## WORK INSTRUCTIONS
From the essay on the right to good administration, extract the passage between "Moreover, in this" and "of good administration?", inclusive, without changing a word.

Marcin Stupak

The Fundamental Right to Good Administration in its New Attire

Introduction

The main human and fundamental rights recognised at Community law are catalogued in one document – and that is a Charter of Fundamental Rights and Freedoms. The citizen’s right to good administration is quite new and perhaps even revolutionary[1], as this is the first time that any legal system has proclaimed it and then constitutionalised it.

From one side the statement seems obvious: it is natural that the citizens of European Union are entitled to good administration. Therefore the question arises: when the responsibility rests with the administrative authorities to deliver good administration, why then declare a right? And does the right to good administration under the Charter represents a new right?

Moreover, in this work I would like to find answers for these questions:

  • What is the nature of the right to good administration and what are the principles of good administration?
  • What is the role of the individual in bringing action for the judicial review?
  • What is the result of the declaration of this right in the Charter?

The right to good administration poses a question of good administration in what regard? First of all, good administration may be understood as an obligation imposed on the Community Institutions. With the emergence of principles of good administration, the EU Ombudsman was established to maintain high standards for performance into the practices of the Community Institutions. Moreover, the Ombudsman created the Code of Good Administrative Behaviors. This is a normative document which shall be adopted by all European Institutions. However, the EU Parliament was the only one which adopted the Ombudsman’s code.

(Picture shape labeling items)
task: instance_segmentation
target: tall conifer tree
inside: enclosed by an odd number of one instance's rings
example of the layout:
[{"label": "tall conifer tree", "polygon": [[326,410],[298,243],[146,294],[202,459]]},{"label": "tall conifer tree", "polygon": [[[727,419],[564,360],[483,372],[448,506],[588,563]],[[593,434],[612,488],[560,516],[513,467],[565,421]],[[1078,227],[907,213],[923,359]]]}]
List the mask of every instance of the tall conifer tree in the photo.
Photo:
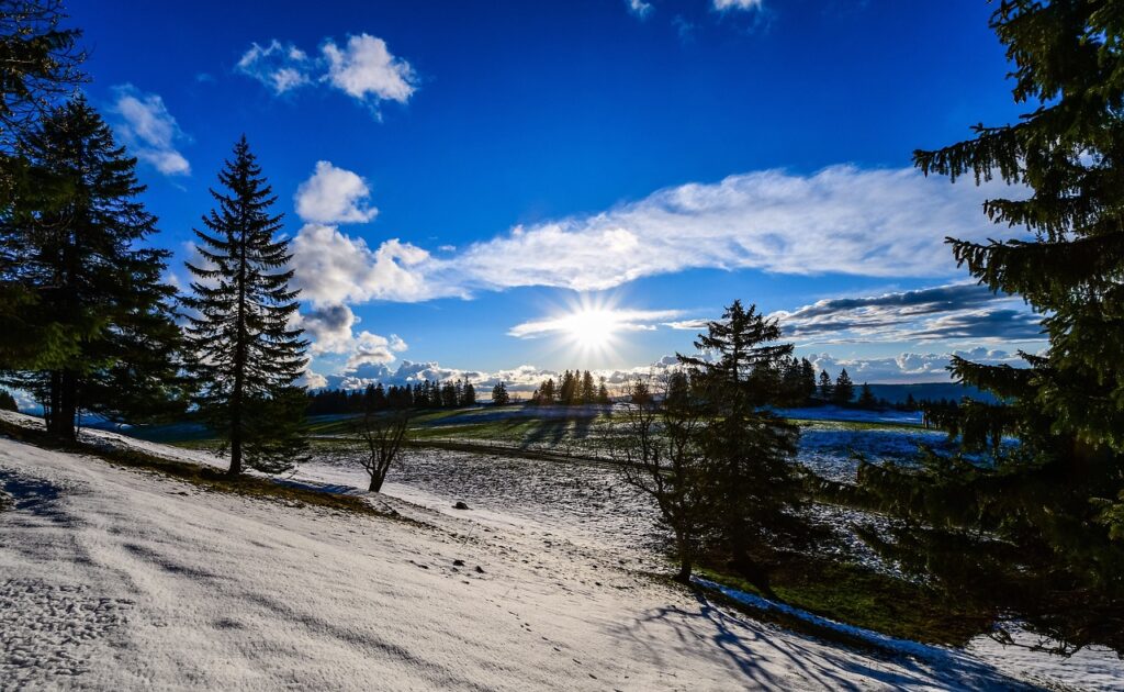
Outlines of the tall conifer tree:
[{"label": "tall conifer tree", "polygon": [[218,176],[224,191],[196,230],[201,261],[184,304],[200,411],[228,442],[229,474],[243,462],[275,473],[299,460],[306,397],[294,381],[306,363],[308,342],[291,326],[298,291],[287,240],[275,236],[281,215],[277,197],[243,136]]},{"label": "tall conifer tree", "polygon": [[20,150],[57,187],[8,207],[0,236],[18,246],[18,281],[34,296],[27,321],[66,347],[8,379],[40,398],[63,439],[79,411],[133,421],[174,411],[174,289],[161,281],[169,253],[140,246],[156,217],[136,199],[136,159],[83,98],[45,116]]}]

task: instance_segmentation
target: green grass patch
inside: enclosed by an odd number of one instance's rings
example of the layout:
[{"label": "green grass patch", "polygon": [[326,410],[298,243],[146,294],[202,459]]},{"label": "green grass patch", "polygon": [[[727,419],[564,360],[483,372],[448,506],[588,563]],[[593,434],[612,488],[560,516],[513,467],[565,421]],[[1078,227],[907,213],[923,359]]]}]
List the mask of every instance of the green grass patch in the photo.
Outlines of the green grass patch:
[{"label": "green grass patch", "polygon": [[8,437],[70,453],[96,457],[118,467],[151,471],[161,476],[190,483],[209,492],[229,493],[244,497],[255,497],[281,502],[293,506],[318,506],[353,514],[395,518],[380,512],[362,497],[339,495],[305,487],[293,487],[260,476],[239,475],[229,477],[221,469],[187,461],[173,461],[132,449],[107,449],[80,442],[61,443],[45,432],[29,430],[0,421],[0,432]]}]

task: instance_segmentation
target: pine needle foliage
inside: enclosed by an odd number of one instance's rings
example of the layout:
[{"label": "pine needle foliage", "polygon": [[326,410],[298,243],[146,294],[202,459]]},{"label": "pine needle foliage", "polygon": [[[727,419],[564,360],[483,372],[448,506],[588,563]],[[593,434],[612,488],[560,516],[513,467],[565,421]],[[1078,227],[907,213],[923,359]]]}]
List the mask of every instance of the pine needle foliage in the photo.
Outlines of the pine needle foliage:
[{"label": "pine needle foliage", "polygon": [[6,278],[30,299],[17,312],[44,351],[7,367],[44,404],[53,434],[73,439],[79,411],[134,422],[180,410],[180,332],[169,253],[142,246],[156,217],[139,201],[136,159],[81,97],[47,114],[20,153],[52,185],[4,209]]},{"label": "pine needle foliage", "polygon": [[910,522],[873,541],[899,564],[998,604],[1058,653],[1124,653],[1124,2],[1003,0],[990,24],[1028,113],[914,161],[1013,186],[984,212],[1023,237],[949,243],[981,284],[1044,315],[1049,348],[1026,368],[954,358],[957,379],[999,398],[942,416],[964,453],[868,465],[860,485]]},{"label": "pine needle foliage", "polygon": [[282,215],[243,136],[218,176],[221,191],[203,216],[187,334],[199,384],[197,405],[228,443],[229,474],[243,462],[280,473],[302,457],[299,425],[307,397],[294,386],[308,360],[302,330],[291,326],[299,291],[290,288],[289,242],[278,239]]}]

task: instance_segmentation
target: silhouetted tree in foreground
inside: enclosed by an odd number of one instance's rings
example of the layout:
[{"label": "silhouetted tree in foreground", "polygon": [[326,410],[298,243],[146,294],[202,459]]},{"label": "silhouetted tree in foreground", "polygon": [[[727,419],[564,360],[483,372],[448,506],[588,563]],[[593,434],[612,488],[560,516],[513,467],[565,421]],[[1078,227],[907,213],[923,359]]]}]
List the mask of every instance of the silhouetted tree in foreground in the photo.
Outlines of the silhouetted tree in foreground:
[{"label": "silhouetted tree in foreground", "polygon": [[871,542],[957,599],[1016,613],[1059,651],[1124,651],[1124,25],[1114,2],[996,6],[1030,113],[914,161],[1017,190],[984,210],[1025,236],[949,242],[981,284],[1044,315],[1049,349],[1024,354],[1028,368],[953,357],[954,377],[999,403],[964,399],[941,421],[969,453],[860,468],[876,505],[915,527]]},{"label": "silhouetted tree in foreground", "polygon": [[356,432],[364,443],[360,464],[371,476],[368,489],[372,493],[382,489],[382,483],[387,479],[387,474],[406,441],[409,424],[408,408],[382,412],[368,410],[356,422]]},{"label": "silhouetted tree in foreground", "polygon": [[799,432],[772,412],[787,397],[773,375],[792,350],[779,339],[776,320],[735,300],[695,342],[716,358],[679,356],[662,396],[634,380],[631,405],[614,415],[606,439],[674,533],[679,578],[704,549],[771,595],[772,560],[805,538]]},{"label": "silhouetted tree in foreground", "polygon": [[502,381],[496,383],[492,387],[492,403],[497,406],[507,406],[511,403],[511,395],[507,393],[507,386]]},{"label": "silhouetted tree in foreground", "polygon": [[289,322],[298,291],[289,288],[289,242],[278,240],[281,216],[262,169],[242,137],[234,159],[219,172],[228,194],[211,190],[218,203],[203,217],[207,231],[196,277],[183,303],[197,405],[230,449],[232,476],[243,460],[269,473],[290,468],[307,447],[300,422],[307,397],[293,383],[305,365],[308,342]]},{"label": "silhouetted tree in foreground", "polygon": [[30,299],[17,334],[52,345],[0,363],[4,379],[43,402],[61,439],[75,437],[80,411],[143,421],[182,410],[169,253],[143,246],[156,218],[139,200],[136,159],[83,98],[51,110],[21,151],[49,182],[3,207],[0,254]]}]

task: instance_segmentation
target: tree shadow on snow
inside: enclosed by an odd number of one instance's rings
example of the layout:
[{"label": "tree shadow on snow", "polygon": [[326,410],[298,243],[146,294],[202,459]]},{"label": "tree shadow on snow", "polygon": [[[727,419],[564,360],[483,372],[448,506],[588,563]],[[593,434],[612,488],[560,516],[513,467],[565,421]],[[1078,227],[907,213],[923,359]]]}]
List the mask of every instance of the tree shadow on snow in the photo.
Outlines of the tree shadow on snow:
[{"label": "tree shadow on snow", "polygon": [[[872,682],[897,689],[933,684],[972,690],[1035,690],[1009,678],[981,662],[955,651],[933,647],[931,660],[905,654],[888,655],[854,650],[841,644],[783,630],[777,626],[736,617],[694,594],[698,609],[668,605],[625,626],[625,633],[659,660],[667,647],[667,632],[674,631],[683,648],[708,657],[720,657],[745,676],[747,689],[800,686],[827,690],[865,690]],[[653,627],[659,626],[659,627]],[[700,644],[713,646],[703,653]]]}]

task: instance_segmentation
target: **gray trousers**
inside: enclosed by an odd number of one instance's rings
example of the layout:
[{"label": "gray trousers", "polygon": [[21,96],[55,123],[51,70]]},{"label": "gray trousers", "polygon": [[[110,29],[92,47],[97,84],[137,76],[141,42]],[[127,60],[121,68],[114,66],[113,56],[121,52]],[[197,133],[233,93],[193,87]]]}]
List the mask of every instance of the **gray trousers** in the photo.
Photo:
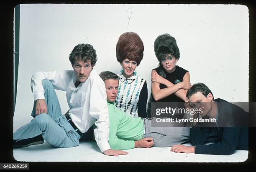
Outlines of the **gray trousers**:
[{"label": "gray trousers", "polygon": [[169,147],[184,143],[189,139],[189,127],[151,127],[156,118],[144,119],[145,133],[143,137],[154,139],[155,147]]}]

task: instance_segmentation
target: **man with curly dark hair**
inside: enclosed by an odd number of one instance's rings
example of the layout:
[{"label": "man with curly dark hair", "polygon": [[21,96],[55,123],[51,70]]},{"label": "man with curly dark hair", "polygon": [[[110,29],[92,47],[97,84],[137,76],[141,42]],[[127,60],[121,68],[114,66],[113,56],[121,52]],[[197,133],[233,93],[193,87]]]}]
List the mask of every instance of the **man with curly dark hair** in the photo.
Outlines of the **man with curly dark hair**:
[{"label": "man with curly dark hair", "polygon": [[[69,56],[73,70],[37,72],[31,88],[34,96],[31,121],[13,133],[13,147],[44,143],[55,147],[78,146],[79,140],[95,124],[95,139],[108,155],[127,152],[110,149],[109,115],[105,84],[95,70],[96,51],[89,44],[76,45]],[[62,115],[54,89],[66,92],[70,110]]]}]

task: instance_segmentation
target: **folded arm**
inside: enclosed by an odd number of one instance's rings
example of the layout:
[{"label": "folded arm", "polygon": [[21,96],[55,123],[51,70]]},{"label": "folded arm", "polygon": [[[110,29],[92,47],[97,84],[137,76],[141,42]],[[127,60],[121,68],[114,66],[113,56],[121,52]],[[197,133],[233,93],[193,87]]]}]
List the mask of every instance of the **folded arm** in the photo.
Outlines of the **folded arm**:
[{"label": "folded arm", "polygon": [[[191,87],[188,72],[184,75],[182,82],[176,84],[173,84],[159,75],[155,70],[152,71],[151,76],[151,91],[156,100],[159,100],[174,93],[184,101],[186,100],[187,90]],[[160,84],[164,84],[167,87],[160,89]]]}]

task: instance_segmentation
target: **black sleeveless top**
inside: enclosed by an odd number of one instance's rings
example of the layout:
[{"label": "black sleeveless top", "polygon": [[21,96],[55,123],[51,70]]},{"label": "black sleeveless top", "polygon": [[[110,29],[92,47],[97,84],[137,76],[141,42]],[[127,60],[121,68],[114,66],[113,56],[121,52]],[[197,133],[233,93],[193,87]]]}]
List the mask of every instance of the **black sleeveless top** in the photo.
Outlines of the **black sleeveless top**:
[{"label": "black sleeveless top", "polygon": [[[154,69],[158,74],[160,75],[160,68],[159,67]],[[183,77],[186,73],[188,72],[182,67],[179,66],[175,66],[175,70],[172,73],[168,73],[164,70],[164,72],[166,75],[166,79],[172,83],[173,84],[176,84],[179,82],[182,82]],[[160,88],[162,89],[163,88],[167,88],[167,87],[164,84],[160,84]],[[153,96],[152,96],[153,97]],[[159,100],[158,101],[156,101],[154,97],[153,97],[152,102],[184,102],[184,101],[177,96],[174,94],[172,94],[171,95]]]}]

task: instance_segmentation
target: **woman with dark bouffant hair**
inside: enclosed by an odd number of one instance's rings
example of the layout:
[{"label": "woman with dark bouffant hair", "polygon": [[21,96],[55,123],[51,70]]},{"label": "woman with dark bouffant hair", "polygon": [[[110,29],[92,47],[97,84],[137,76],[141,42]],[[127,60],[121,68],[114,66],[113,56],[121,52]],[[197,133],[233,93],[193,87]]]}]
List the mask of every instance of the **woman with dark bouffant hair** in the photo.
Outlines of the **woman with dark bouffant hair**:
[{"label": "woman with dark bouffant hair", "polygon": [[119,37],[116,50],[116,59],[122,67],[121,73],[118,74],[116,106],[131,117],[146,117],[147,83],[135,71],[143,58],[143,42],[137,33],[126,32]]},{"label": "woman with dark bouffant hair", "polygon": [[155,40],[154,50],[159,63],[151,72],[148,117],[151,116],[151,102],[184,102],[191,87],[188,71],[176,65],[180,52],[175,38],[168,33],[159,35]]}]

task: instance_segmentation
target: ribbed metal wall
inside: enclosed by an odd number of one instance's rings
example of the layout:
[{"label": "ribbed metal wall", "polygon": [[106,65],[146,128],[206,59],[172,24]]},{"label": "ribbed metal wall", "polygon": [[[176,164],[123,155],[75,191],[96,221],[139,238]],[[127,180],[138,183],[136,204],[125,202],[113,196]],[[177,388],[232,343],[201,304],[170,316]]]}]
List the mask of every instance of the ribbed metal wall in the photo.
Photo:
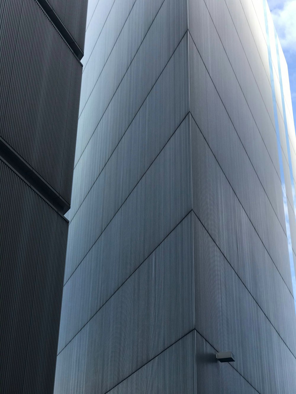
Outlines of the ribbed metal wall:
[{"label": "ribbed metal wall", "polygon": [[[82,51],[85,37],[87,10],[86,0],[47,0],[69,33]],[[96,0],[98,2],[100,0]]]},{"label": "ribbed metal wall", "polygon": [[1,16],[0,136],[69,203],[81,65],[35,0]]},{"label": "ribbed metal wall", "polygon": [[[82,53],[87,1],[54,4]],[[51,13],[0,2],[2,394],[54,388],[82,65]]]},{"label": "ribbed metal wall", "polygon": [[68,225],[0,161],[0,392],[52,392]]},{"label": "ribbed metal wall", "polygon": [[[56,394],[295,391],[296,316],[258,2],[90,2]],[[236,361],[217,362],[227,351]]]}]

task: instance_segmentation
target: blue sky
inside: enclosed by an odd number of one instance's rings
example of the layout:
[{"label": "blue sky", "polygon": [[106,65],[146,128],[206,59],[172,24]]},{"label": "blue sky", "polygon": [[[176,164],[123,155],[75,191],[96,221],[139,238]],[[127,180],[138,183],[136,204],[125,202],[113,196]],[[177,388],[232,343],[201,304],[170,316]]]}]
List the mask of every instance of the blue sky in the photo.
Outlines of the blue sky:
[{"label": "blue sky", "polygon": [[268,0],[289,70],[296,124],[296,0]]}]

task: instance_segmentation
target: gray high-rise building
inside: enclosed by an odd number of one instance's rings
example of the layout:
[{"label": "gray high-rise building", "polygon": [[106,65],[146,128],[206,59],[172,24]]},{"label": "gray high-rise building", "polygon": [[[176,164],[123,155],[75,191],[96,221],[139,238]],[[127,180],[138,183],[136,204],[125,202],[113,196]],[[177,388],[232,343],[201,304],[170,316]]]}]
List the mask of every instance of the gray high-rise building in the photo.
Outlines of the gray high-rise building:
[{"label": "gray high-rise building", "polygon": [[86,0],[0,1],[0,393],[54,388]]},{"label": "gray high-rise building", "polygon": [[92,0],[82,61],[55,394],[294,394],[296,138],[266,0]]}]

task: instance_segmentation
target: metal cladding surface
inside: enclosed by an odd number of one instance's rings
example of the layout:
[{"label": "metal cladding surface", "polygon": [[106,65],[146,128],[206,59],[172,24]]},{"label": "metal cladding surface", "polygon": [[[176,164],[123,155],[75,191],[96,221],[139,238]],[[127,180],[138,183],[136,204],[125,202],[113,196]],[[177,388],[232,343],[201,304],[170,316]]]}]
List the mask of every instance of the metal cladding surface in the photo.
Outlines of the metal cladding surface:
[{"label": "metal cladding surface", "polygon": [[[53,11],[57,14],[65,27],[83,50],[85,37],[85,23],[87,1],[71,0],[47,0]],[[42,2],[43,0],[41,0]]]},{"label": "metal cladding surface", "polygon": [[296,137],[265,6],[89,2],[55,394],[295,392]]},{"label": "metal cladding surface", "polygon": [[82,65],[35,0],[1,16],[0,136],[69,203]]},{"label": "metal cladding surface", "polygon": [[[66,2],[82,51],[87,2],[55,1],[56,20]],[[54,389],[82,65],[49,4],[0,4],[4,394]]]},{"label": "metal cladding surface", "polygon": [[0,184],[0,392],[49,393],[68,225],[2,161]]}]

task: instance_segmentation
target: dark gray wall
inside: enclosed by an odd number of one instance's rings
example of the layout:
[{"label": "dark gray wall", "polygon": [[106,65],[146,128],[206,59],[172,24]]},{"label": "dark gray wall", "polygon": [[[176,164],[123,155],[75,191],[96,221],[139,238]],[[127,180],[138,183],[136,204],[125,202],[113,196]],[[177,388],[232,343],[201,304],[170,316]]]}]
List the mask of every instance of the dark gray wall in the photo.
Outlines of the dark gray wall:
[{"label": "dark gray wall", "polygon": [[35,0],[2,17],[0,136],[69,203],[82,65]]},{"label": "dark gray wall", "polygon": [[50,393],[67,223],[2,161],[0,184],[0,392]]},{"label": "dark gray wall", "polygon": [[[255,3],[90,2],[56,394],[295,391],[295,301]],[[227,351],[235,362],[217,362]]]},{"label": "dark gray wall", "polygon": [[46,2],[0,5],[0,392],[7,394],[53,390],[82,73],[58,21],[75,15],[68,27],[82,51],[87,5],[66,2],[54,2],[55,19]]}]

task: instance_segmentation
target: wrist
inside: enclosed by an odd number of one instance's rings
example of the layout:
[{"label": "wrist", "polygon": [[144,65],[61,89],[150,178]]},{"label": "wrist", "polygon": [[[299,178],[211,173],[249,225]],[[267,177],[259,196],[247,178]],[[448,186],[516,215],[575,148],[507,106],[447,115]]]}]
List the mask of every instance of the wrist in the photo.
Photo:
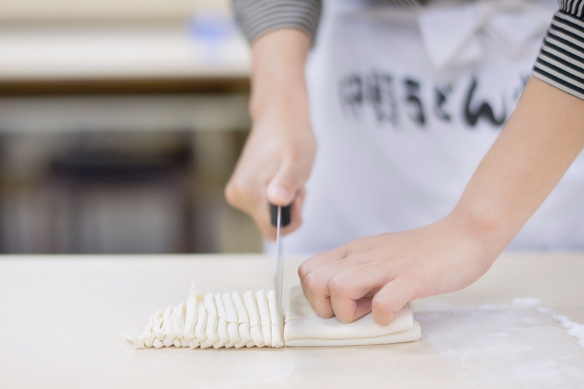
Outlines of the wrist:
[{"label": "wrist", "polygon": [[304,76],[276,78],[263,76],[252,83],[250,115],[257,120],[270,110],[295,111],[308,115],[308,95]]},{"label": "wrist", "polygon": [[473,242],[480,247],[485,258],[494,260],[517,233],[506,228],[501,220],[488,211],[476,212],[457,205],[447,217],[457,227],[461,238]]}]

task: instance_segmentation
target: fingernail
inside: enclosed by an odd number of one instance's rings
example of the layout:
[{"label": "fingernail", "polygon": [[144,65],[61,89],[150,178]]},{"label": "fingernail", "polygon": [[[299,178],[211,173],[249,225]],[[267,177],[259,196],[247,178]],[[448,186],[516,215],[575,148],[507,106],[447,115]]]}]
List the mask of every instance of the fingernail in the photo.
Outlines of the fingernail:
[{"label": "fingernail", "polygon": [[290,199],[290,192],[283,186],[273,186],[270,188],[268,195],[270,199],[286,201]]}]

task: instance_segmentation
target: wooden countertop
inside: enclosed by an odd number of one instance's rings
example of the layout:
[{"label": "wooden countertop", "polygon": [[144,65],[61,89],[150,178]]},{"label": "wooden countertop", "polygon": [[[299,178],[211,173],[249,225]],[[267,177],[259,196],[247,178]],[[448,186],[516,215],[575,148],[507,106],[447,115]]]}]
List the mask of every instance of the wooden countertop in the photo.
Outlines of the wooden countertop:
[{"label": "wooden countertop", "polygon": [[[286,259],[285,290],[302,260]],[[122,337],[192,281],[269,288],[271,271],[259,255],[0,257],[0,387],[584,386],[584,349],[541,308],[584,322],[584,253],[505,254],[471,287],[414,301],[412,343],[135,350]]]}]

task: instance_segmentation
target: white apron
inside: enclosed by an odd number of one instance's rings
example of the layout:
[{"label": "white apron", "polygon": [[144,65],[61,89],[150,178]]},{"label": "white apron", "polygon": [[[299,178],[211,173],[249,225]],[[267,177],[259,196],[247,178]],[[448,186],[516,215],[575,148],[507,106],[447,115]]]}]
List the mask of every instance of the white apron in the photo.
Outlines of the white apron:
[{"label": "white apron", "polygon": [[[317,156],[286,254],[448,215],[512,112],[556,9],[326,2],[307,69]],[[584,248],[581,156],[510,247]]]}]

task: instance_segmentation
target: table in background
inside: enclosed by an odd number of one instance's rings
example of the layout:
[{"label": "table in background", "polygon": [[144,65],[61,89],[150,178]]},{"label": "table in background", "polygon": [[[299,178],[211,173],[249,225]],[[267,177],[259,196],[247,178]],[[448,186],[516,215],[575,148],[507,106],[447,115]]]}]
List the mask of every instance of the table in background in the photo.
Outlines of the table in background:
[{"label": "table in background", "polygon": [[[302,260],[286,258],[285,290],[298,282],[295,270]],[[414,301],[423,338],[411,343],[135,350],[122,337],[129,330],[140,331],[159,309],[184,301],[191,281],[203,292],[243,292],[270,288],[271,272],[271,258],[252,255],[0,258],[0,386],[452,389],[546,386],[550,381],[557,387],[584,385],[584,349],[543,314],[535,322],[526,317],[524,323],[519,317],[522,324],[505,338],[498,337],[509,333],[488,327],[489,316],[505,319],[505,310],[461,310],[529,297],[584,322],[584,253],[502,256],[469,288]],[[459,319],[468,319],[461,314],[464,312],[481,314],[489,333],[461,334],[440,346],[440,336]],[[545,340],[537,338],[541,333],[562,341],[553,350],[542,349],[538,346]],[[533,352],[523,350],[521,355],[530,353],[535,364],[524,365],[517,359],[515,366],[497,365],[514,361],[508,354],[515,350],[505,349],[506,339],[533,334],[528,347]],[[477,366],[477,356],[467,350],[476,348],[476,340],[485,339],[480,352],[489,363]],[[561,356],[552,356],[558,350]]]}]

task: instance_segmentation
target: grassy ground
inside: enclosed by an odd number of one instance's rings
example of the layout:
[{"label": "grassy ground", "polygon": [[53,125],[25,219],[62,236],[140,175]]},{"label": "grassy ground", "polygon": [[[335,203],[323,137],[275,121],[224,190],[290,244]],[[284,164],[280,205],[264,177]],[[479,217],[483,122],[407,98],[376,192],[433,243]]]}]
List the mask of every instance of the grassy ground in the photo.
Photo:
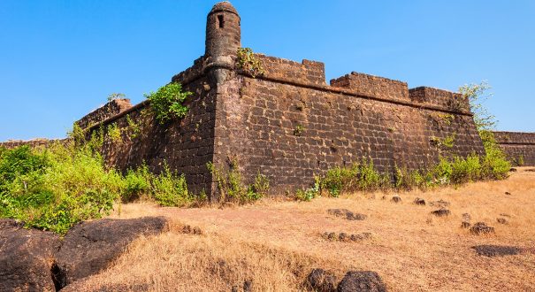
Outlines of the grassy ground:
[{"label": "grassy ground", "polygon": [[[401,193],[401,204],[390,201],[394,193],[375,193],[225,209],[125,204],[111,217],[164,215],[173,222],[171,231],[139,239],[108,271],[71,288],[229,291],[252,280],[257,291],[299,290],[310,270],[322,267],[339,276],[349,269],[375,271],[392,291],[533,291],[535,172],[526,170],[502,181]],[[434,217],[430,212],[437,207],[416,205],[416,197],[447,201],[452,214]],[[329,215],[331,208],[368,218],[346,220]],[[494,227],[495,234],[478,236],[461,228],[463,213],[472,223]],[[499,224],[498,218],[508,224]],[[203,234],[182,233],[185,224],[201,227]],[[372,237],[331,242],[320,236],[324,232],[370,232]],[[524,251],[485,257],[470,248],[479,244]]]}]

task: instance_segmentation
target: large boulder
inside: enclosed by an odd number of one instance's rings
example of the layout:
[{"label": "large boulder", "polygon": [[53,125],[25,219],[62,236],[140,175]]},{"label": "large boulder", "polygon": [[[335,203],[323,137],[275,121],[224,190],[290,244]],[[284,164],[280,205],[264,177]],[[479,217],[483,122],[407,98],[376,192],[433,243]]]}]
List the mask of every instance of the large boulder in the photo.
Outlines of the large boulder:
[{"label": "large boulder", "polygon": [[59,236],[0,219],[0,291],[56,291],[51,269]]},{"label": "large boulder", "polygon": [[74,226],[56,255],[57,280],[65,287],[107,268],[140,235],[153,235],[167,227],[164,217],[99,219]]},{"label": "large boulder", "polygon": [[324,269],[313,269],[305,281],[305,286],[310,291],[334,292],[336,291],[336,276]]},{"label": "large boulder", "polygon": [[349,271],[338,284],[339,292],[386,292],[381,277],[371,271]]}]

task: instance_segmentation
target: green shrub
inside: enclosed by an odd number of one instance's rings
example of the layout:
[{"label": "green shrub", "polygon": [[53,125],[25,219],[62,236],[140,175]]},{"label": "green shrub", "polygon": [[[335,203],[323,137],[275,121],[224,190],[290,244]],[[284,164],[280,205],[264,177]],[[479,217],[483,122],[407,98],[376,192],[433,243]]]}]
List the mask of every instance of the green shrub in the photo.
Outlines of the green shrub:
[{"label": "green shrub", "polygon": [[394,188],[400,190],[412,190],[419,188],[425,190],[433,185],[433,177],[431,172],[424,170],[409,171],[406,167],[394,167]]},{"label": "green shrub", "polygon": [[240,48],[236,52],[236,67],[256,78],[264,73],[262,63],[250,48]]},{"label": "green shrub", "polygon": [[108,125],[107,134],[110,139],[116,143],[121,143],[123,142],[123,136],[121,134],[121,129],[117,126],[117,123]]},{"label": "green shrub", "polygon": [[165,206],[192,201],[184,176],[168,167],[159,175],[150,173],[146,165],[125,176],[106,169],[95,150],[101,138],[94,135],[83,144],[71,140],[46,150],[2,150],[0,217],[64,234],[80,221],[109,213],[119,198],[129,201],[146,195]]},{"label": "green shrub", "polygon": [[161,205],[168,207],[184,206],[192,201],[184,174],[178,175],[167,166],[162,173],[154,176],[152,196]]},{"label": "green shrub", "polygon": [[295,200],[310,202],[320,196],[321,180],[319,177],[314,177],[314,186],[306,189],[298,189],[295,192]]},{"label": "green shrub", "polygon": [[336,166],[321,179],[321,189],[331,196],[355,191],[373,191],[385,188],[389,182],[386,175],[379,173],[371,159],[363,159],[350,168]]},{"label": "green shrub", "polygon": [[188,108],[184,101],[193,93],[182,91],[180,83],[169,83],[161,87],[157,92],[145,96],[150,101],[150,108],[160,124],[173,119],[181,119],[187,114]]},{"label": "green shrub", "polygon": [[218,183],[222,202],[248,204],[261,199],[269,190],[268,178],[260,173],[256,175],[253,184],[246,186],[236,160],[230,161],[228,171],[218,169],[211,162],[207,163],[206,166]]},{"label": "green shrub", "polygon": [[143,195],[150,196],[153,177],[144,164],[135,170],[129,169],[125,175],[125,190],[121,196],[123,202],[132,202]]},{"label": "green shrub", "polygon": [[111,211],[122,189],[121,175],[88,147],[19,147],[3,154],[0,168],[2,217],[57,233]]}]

## OUTPUT
Moreover, in this work I would like to find answers for these questions:

  • What is the nature of the right to good administration and what are the principles of good administration?